* _Trecho selecionado_:
┄┄┄┄┄┄
Aspectos da Escravidão - Castigos

A pessoa escravizada era considerada um objeto e, como tal, podia ser comprada, vendida, alugada, emprestada, doada, dividida, trocada etc. Dessa forma, uma pessoa podia, como aconteceu, por exemplo, em 1883, ser vendida por 450 mil réis, sendo pagos 400 em dinheiro e uma vaca, no valor de 50.

Também o escravo, por seu valor, podia ser usado como moeda para o pagamento de dívidas e pertencer a vários proprietários ao mesmo tempo. Esse foi o caso, por exemplo, de três irmãos que herdaram uma escrava. Em outro caso, sendo dois irmãos, um homem e uma mulher, proprietários de um mesmo escravo, um deles faleceu. O sobrevivente, a mulher, recebeu 250 mil réis como pagamento pela liberdade vendida da metade do escravo. Há casos ainda como o de outra mulher que, em testamento, deu liberdade a apenas metade do seu escravo e ofertou a outra metade para Nossa Senhora da Penha. Os padres do Convento, lógico, obrigaram o escravo a trabalhar, mas não lhe davam a metade do tempo a que ele tinha direito, para produzir seu próprio sustento, uma vez que a administração do Convento da Penha alegava que somente tinha obrigação com uma metade do escravo e que, assim, não necessitava, alimentá-lo. O “meio escravo” sofreu fome, prisão e maus tratos por causa da intolerância dos “piedosos” padres e, possivelmente, acabou morrendo faminto e doente por ser apenas “meio livre” (26).
┄┄┄┄┄┄
* _Requisitos das tarefas_:
1. Transcreva fielmente, do trecho sobre a escravidão, a passagem que se inicia nas palavras "A pessoa escravizada" e se encerra após "valor de 50.".
2. Com base no trecho sobre a escravidão, responda:
(a) Por qual valor total uma pessoa foi vendida em 1883?
(b) Quantos irmãos herdaram uma mesma escrava?
(c) A quem uma mulher ofertou, em testamento, a outra metade do seu escravo?
3. Prossiga a redação do trecho sobre a escravidão a partir da última frase apresentada.
┄┄┄┄┄┄
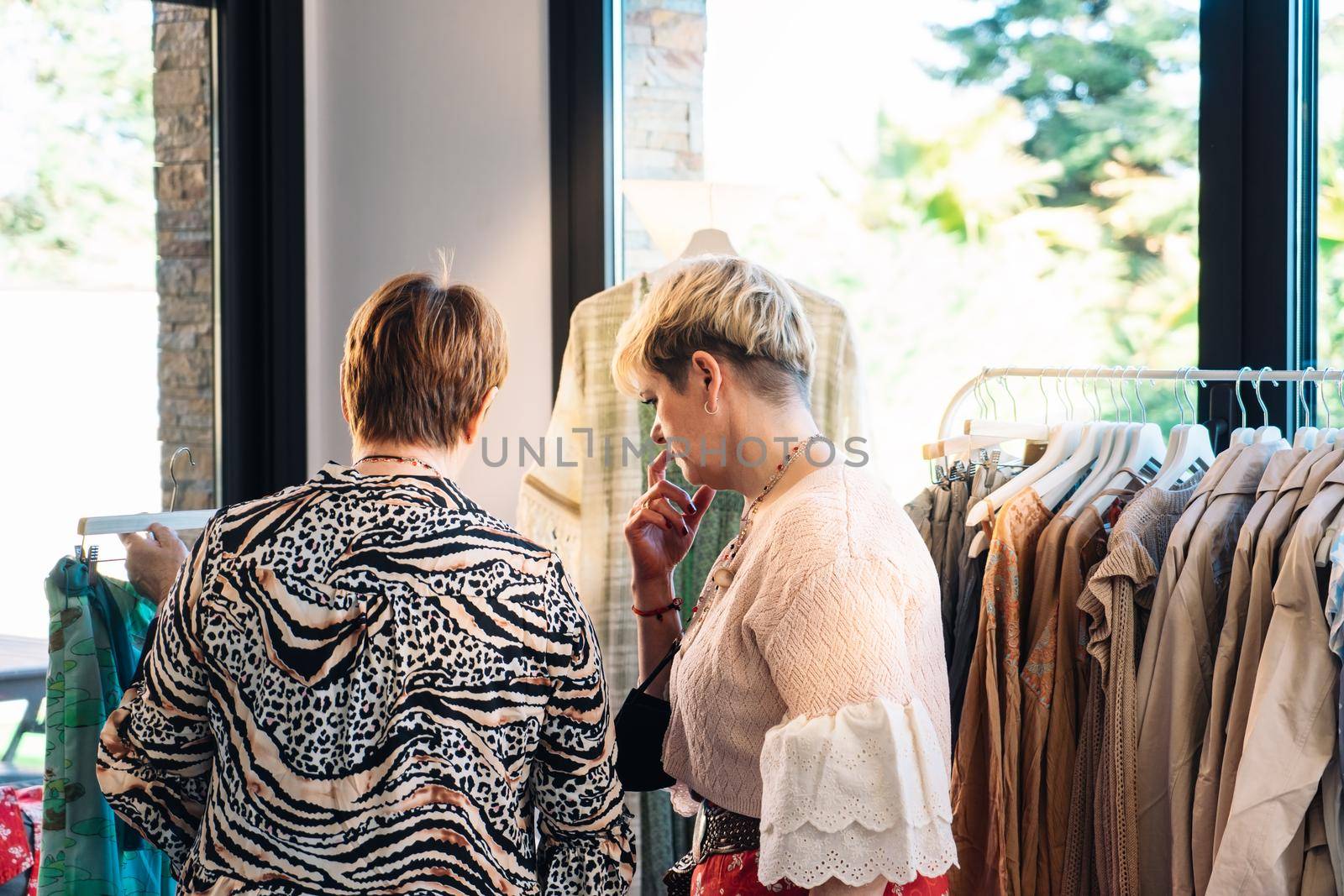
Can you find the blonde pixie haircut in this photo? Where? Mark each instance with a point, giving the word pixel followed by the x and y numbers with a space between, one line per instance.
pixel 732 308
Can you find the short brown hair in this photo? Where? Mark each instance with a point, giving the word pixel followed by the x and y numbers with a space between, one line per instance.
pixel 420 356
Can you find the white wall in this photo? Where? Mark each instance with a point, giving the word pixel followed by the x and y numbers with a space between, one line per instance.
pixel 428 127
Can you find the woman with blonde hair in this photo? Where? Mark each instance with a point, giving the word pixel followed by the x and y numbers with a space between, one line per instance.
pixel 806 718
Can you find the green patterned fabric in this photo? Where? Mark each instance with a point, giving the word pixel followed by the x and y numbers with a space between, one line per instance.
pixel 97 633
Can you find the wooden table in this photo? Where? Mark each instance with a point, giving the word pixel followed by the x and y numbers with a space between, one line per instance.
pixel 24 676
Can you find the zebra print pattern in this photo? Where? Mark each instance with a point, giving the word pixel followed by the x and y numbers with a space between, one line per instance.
┄┄┄┄┄┄
* _Respostas a seguir_:
1.
A pessoa escravizada era considerada um objeto e, como tal, podia ser comprada, vendida, alugada, emprestada, doada, dividida, trocada etc. Dessa forma, uma pessoa podia, como aconteceu, por exemplo, em 1883, ser vendida por 450 mil réis, sendo pagos 400 em dinheiro e uma vaca, no valor de 50.

2.
(a) 450 mil réis.
(b) Três.
(c) A Nossa Senhora da Penha.

3.
Castigos

Alguns dos principais castigos impostos eram as chicotadas ou açoites com o “bacalhau”, espécie de chicote feito de couro cru retorcido, que variavam em número, conforme a gravidade da falta cometida; as palmatórias também variavam. Havia também os ferros, de formatos diversos para pescoço, cintura e membros, que o condenado podia carregar por muitos anos ou pela vida toda; o tronco, no qual o condenado ficava preso por dias e/ou noites, e a venda em leilão, separando as pessoas de uma mesma família.

Muitos castigos eram também inventados ou inovados, com variações desses já conhecidos, dependendo da imaginação masoquista e a crueldade dos senhores. Assim, furar olhos e cortar línguas, orelhas, mãos e pés eram muito comuns, bem como retalhar com cortes e marcar a pele com ferros em brasa. Quase sempre o condenado a um desses castigos era amarrado ou acorrentado no tronco, posto em cangalha (uma peça de madeira ou ferro que prende os pulsos na altura do ombro e junto ao pescoço) ou ainda imobilizado no vira-mundo, instrumento de tortura parecido com o ”pau-de-arara”, muito utilizado nas torturas aos presos, nas delegacias de polícia atuais.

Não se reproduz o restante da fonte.